» TEXT BLOCK:
If getting a dog for the purpose of home defense then avoid as much as possible getting emotionally attached to it. Not easy I'll agree here, but it will make the loss more bearable. If it's for a family pet then train the animal to respond _immediately_ to your commands to "back off" if you see the animal's life is in danger, i.e. the burglar has a gun or a knife or a crowbar or whatever. 


tellner said:


> The OC is more of the same. I would never count on it as a defense. But there's a chance that it will break the scumbags' script enough to get them thinking of easier pickings elsewhere, especially since it's mysteriously coming out of nowhere before they've even seen us. And if they've had a chance to breathe in a bit of it, cough a little and enjoy reduced vision and confusion it will give us an advantage in the gun and knife fight we were going to get into anyway. If it works, great. We didn't have to shoot, stab or bludgeon anyone. Break out the champagne. If it didn't (and that's our default position) we have a little bit of an edge.



Your home is your home and it should be one of the safest places on the planet. Do what you (reasonably) must to keep it that way.


----------



## Sukerkin (Jun 8, 2007)

I have to say that *Tellner*'s post above has given me considerable food for thought.

I've always been a major proponent of avoiding conflict if you can, often using the argument that you can replace property more easily than you can heal severe injuries (with the concommittant "If you get killed defending your 'things', what good do they do you?").

However, I've been running 'scenario's' in my head whilst I've been reading this thread and I've surprised myself.  

Now that I share my life with my missus, I do believe that my attitude to people breaking into what is now 'our' house has changed.  Whether it's a fantasy or not, it appears that knowing that I am the last 'line' between her and the theoretical 'them' has radically upped the level of violent resistance I am prepared to offer.

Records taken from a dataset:
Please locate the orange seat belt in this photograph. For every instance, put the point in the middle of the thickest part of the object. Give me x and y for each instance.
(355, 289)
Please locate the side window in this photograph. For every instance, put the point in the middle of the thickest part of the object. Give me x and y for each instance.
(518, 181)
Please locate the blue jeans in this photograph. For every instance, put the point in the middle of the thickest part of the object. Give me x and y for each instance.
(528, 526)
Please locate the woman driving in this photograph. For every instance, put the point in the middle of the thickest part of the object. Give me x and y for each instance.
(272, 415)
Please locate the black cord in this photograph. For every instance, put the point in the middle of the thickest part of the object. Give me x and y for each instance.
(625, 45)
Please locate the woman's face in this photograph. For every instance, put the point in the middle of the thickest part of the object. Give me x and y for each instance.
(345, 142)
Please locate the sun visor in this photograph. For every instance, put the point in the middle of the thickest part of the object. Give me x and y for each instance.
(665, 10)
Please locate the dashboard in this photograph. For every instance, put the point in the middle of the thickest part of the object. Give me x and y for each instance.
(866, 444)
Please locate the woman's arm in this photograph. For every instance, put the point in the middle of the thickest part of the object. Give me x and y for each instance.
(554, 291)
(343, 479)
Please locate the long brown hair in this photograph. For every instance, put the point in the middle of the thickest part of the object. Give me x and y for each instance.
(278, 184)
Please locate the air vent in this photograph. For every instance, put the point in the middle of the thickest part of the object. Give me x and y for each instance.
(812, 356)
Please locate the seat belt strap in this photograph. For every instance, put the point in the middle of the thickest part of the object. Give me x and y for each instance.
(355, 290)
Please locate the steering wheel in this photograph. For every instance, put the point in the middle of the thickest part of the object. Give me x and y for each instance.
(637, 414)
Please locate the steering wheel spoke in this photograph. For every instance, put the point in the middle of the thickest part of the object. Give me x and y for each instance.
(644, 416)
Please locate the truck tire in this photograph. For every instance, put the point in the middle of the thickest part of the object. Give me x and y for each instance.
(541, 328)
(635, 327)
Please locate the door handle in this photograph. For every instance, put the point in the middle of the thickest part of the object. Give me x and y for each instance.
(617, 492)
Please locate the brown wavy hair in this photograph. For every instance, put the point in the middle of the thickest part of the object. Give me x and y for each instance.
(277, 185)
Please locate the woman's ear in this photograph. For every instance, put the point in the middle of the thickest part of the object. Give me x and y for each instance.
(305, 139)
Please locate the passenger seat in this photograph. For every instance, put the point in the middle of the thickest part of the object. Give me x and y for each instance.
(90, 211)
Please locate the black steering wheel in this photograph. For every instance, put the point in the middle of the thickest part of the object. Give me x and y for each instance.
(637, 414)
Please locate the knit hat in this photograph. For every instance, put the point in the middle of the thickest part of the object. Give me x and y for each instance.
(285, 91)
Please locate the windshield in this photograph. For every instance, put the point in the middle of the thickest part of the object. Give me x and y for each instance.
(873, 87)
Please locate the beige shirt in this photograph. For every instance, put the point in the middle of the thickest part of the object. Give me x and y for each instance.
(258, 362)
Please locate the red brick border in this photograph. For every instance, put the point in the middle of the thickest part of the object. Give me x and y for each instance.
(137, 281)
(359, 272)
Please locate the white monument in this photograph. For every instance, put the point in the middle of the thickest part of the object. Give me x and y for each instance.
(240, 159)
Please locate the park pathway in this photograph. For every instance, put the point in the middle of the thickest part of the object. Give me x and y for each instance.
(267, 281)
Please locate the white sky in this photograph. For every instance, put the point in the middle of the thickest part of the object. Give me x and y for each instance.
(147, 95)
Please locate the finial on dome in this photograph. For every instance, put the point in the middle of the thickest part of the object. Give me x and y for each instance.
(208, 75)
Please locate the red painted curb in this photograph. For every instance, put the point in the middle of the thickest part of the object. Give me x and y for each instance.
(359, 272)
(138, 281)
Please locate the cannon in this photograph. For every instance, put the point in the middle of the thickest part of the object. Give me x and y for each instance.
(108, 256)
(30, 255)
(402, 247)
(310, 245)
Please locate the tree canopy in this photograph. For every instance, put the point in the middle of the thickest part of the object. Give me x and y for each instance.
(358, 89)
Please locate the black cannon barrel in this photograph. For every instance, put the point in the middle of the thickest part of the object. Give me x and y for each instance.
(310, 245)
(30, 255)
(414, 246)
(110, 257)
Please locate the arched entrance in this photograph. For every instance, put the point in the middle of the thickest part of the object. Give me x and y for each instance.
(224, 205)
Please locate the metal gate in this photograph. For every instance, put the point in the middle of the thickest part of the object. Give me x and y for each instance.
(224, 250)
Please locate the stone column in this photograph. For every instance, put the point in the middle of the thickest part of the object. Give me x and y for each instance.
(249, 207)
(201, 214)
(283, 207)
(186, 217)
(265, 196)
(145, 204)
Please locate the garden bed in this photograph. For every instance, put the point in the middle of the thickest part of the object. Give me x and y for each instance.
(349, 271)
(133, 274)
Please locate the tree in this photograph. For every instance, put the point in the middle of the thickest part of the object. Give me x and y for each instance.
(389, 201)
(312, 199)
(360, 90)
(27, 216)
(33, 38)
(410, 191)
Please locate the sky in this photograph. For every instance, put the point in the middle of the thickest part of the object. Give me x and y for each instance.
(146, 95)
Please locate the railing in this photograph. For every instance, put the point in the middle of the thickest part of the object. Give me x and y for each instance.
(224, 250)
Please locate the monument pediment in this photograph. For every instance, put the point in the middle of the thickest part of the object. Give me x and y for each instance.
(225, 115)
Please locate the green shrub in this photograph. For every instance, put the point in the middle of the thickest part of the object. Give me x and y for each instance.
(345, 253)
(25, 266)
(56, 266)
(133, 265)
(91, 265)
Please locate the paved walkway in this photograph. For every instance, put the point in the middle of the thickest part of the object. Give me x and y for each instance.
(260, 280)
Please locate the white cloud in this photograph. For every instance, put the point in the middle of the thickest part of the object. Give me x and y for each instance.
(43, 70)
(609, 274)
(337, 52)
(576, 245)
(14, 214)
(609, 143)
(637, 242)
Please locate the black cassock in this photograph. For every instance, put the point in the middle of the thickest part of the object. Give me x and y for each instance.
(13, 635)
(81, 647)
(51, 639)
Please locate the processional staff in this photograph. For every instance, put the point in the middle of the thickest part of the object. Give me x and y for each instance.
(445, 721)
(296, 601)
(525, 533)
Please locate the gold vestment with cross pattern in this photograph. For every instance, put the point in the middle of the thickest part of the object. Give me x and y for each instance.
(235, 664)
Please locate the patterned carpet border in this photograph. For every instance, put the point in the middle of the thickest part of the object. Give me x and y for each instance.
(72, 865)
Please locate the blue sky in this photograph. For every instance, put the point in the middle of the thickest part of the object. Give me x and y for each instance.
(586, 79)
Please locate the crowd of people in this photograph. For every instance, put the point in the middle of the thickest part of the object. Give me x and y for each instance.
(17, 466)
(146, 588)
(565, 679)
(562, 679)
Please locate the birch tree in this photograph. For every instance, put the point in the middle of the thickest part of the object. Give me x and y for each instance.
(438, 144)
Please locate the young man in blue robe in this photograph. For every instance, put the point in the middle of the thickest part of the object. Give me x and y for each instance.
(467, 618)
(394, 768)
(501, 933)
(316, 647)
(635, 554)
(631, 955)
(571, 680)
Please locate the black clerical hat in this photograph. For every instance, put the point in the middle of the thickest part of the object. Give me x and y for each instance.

» TASK GOAL: Please extract the passage from the home-defense thread that opens with the words containing "I've always been" and closes with "I've surprised myself.". Copy it word for word.

» REPLY TO THE TASK:
I've always been a major proponent of avoiding conflict if you can, often using the argument that you can replace property more easily than you can heal severe injuries (with the concommittant "If you get killed defending your 'things', what good do they do you?").

However, I've been running 'scenario's' in my head whilst I've been reading this thread and I've surprised myself.